Start of Excerpted passage

# vapor lock?



## bkplumber (Jan 24, 2011)

I had a local plumber do a drain cleaning for me because i dont have a drain cleaner. This is a new construction job. The guy that came out told the HO that the plumbing system was vapor locked. Anyone ever heard of this?


----------



## U666A (Dec 11, 2010)

http://www.youtube.com/watch?v=NZU3ckWpCdc&feature=youtube_gdata_player

"it was just vapor lock...


----------



## Plumber Jim (Jun 19, 2008)

Sounds like the guy who cabled the line was either stupid or was just talking stupid.


----------



## plumb nutz (Jan 28, 2011)

He got paid for that? I gotta try that one...


----------



## 422 plumber (Jul 31, 2008)

What cutter do you use on vapor lock?


----------



## PLUMBER_BILL (Oct 23, 2009)

bkplumber said:


> I had a local plumber do a drain cleaning for me because i dont have a drain cleaner. This is a new construction job. The guy that came out told the HO that the plumbing system was vapor locked. Anyone ever heard of this?


*Well one time we installed a bar sink in a basement. The run of piping was about 50 feet the termination was in a Zoller under sink tank and a pump. We did not read the instuctions as to venting the tank, we installed a Studor vent on the tank. Needless to say it did not drain afer the first sinkfull. Would that not be vapor lock?*


----------



## Optimus Primer (May 20, 2009)

Attention Bayside500. :whistling2: :laughing:

By the way, How are you feeling Bill? Glad you pulled through.



PLUMBER_BILL said:


> *Well one time we installed a bar sink in a basement. The run of piping was about 50 feet the termination was in a Zoller under sink tank and a pump. We did not read the instuctions as to venting the tank, we installed a Studor vent on the tank. Needless to say it did not drain afer the first sinkfull. Would that not be vapor lock?*


----------



## Plumber Jim (Jun 19, 2008)

End of Excerpted passage

*Set exercise 1*
Rewrite the rows from the segmentation dataset, replacing "target" with "object" everywhere it occurs and changing nothing else. Omit the pictures from your answer.

Start of Dataset rows

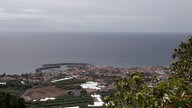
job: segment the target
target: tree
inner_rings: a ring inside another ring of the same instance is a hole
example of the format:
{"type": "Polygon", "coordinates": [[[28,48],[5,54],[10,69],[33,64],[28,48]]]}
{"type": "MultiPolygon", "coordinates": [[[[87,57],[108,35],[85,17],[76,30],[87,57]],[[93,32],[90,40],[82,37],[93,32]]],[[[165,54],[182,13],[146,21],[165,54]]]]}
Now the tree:
{"type": "MultiPolygon", "coordinates": [[[[104,98],[107,108],[184,108],[192,106],[192,38],[172,55],[173,74],[148,87],[142,73],[116,80],[116,92],[104,98]]],[[[152,80],[154,81],[154,80],[152,80]]]]}

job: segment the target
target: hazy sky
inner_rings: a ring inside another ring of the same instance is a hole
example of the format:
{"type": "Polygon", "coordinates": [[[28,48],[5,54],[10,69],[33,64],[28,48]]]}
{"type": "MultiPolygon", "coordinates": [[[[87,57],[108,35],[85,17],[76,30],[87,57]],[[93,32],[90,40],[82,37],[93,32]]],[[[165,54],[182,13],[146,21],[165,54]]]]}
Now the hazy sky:
{"type": "Polygon", "coordinates": [[[0,0],[0,31],[191,32],[192,0],[0,0]]]}

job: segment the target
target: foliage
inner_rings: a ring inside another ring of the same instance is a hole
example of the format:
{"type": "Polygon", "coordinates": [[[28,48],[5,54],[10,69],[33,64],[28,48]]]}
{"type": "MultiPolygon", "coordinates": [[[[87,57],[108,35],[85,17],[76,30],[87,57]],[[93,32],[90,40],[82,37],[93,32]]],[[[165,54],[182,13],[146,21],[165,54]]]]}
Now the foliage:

End of Dataset rows

*Set exercise 2*
Continue the forum thread about a plumbing system said to be vapor locked from where it stops.

*Reply 1*
job: segment the object
object: tree
inner_rings: a ring inside another ring of the same instance is a hole
example of the format:
{"type": "Polygon", "coordinates": [[[28,48],[5,54],[10,69],[33,64],[28,48]]]}
{"type": "MultiPolygon", "coordinates": [[[[87,57],[108,35],[85,17],[76,30],[87,57]],[[93,32],[90,40],[82,37],[93,32]]],[[[165,54],[182,13],[146,21],[165,54]]]]}
Now the tree:
{"type": "MultiPolygon", "coordinates": [[[[104,98],[107,108],[184,108],[192,106],[192,38],[172,55],[173,74],[148,87],[142,73],[116,80],[116,92],[104,98]]],[[[152,80],[154,81],[154,80],[152,80]]]]}

job: segment the object
object: hazy sky
inner_rings: a ring inside another ring of the same instance is a hole
example of the format:
{"type": "Polygon", "coordinates": [[[28,48],[5,54],[10,69],[33,64],[28,48]]]}
{"type": "MultiPolygon", "coordinates": [[[[87,57],[108,35],[85,17],[76,30],[87,57]],[[93,32],[90,40],[82,37],[93,32]]],[[[165,54],[182,13],[146,21],[165,54]]]]}
Now the hazy sky:
{"type": "Polygon", "coordinates": [[[0,0],[0,31],[191,32],[192,0],[0,0]]]}

job: segment the object
object: foliage
inner_rings: a ring inside another ring of the same instance is a hole
example of the format:
{"type": "Polygon", "coordinates": [[[28,48],[5,54],[10,69],[33,64],[28,48]]]}
{"type": "MultiPolygon", "coordinates": [[[[87,57],[108,35],[85,17],[76,30],[87,57]],[[93,32],[90,40],[82,37],[93,32]]],[[[165,54],[182,13],[146,21],[165,54]]]]}
Now the foliage:

*Reply 2*
PLUMBER_BILL said:


> *Well one time we installed a bar sink in a basement. The run of piping was about 50 feet the termination was in a Zoller under sink tank and a pump. We did not read the instuctions as to venting the tank, we installed a Studor vent on the tank. Needless to say it did not drain afer the first sinkfull. Would that not be vapor lock?*


No, That is just because the AAV didn't allow for the air to escape the tank so it could take in the water. depending on layout that too can be overcome. I think it is studar that has an engineered vent design to take care of that.


----------



## Bayside500 (May 16, 2009)

*vapor lock is when a fluid such as gasoline gets hot in the fuel line and turns to a gas instead of a liquid, the fuel pump cannot pump gas (I.E air), only liquids.

modern cars do not have that problem as they have the fuel pump in the gas tank and run at much higher pressures than older cars that had the fuel pump mounted on the engine block.
*


----------



## Redwood (Sep 8, 2008)

Did he have a crack pipe hanging offa his lip? :blink:


----------



## RealLivePlumber (Jun 22, 2008)

Bayside500 said:


> *vapor lock is when a fluid such as gasoline gets hot in the fuel line and turns to a gas instead of a liquid, the fuel pump cannot pump gas (I.E air), only liquids.*
> 
> *modern cars do not have that problem as they have the fuel pump in the gas tank and run at much higher pressures than older cars that had the fuel pump mounted on the engine block.*


 
There is no such thing as "vapor lock" 

An expanding gas is a cooling gas.


----------



## Bayside500 (May 16, 2009)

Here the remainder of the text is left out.